BEGIN Records shown

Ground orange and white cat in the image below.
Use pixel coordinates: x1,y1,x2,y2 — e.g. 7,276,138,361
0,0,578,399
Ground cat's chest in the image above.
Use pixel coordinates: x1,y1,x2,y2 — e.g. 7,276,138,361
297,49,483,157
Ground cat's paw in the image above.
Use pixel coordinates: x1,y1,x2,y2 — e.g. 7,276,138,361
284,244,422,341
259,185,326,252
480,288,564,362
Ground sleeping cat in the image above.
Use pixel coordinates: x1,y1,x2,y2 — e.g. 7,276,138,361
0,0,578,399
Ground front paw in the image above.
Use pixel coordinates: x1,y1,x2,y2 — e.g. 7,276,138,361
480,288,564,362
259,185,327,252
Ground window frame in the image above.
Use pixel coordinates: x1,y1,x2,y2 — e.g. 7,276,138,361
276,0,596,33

END Records shown
BEGIN Records shown

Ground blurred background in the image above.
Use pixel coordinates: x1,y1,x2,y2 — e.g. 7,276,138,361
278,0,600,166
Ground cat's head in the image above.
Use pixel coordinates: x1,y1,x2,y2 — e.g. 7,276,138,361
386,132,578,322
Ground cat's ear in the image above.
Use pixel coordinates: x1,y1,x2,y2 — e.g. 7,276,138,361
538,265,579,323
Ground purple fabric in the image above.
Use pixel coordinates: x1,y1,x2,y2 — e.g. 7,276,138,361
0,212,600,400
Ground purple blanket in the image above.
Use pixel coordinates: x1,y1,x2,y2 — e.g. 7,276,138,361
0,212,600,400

END Records shown

Render the listing between the lines holding "Ground cat's chest in the image above." and "276,0,596,33", inclusive, as a two-column CSV headed instruction and response, with each text and its answer on one row. Put every field in quotation marks and replace line breaks with spaces.

**Completed exercise**
instruction,response
"Ground cat's chest in the image above. Use pixel coordinates: x1,y1,x2,y2 — e.g. 7,276,138,361","297,49,483,157"
"Ground cat's paw in the image above. Use pixel coordinates: x1,y1,x2,y2 — e.g. 7,276,138,361","284,244,422,341 259,185,326,252 480,288,564,362"
"Ground sleeping cat in the image above. Use pixel coordinates: x1,y1,x2,y2 — e.g. 7,276,138,361","0,0,578,399"
"Ground front paw in the image above. Use pixel coordinates: x1,y1,x2,y2 — e.g. 7,276,138,361","480,288,564,362 259,185,327,252"
"Ground window frame in the image above. Use pixel coordinates: x1,y1,x2,y2 — e.g. 7,276,138,361","276,0,596,33"